→ Task requirements:
From the records below, output exactly the lines running from the line containing "Target: metal ring on halter" through the line containing "Target: green field", and no others.

======== Supplied records

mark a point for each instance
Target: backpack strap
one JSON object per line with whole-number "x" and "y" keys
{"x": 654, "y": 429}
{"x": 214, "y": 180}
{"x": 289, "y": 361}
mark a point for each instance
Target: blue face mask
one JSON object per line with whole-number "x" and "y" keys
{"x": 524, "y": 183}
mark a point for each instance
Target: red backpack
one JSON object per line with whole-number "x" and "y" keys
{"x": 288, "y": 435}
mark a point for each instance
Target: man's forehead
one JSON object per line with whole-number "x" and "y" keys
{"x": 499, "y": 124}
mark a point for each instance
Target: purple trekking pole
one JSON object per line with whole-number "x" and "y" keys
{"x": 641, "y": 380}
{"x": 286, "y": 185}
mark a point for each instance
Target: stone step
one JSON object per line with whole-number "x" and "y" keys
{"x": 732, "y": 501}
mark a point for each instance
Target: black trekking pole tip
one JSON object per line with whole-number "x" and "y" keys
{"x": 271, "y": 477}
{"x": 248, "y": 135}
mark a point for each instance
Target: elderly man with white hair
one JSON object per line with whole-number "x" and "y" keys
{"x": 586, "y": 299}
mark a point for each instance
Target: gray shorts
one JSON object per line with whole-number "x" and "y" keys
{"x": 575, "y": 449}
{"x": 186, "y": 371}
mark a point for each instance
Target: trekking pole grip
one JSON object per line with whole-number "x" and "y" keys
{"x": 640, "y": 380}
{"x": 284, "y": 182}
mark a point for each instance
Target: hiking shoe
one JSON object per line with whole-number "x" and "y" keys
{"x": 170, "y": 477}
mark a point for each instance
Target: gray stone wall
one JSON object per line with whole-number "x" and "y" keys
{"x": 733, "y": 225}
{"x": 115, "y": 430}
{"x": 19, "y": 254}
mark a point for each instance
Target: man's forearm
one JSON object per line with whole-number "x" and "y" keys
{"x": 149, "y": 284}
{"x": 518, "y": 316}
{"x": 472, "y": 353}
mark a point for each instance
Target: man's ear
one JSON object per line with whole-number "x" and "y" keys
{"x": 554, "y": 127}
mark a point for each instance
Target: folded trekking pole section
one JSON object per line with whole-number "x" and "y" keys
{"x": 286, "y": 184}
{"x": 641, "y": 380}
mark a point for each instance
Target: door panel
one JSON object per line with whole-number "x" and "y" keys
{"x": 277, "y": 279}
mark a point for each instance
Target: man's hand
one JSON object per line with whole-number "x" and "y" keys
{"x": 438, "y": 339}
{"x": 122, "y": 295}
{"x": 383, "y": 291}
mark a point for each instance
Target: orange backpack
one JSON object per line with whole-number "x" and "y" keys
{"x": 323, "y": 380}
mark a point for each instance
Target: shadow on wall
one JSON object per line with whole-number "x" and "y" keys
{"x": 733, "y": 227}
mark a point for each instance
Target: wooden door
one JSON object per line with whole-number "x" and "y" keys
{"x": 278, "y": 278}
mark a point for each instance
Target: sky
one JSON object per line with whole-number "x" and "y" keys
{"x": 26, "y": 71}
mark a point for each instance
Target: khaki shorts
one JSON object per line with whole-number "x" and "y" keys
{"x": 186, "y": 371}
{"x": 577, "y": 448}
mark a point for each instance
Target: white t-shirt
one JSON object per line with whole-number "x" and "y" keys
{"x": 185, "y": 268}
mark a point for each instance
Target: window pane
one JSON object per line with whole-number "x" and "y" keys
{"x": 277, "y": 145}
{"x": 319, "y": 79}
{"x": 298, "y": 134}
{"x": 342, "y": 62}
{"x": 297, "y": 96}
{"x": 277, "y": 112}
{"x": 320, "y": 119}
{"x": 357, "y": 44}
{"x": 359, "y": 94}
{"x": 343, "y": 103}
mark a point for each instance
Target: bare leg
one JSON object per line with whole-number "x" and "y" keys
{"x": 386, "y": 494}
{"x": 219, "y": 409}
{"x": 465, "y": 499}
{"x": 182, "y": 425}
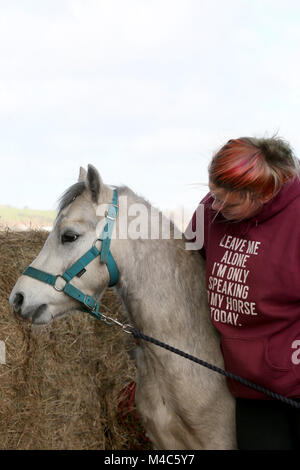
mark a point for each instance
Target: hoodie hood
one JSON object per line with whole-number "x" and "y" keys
{"x": 287, "y": 194}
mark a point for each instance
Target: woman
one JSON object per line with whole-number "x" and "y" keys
{"x": 252, "y": 252}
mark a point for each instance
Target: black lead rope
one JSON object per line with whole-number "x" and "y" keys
{"x": 138, "y": 335}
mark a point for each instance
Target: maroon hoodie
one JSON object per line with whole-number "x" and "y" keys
{"x": 253, "y": 286}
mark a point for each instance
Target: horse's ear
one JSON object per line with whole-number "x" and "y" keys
{"x": 82, "y": 175}
{"x": 93, "y": 182}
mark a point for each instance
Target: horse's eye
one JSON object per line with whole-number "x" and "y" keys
{"x": 69, "y": 237}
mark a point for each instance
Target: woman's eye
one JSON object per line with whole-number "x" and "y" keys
{"x": 69, "y": 237}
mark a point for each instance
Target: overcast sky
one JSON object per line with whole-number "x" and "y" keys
{"x": 146, "y": 90}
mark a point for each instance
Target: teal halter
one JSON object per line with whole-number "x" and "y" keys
{"x": 78, "y": 268}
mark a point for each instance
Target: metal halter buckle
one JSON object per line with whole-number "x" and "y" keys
{"x": 92, "y": 309}
{"x": 58, "y": 288}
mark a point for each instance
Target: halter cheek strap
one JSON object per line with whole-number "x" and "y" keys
{"x": 78, "y": 268}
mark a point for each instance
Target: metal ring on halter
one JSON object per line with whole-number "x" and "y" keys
{"x": 58, "y": 288}
{"x": 97, "y": 240}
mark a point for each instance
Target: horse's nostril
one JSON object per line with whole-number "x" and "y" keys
{"x": 18, "y": 301}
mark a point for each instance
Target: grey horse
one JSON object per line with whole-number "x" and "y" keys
{"x": 162, "y": 286}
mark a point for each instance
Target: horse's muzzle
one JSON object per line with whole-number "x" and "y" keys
{"x": 32, "y": 313}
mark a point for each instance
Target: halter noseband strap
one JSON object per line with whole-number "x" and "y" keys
{"x": 78, "y": 268}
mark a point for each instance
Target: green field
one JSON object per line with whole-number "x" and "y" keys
{"x": 10, "y": 216}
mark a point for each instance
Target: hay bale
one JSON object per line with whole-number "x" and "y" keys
{"x": 61, "y": 386}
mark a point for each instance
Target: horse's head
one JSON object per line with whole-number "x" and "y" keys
{"x": 79, "y": 222}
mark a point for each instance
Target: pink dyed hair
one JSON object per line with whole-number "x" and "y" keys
{"x": 256, "y": 166}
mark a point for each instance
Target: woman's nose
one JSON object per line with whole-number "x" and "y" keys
{"x": 217, "y": 205}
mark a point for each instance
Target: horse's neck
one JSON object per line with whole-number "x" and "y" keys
{"x": 163, "y": 288}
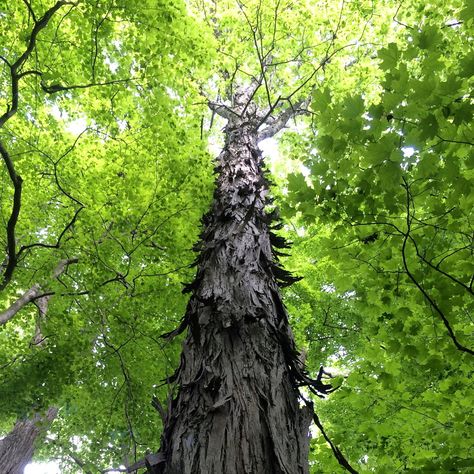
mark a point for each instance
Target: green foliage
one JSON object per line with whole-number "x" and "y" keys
{"x": 116, "y": 174}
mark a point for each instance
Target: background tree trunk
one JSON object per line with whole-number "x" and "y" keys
{"x": 237, "y": 408}
{"x": 17, "y": 448}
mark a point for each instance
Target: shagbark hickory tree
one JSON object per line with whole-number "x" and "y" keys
{"x": 238, "y": 408}
{"x": 105, "y": 173}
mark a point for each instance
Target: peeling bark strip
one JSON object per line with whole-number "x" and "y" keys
{"x": 237, "y": 408}
{"x": 17, "y": 448}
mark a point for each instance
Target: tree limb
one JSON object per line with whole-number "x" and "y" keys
{"x": 35, "y": 292}
{"x": 291, "y": 111}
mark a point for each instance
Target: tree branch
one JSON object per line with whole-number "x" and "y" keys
{"x": 291, "y": 111}
{"x": 35, "y": 292}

================

→ Finished exercise:
Target: metal ring on halter
one JSON object per line with whole-number "x" and "y" keys
{"x": 58, "y": 288}
{"x": 97, "y": 240}
mark a point for each instance
Target: horse's nostril
one JSON object per line with whole-number "x" and "y" keys
{"x": 18, "y": 301}
mark a point for each instance
Target: grey horse
one JSON object per line with whole-number "x" and "y" keys
{"x": 162, "y": 286}
mark a point for each instance
Target: horse's muzzle
one JSON object per line with whole-number "x" and "y" keys
{"x": 32, "y": 313}
mark a point for each instance
Target: halter noseband strap
one JSON object per line with whole-number "x" and "y" keys
{"x": 78, "y": 268}
mark a point for each instance
Target: green field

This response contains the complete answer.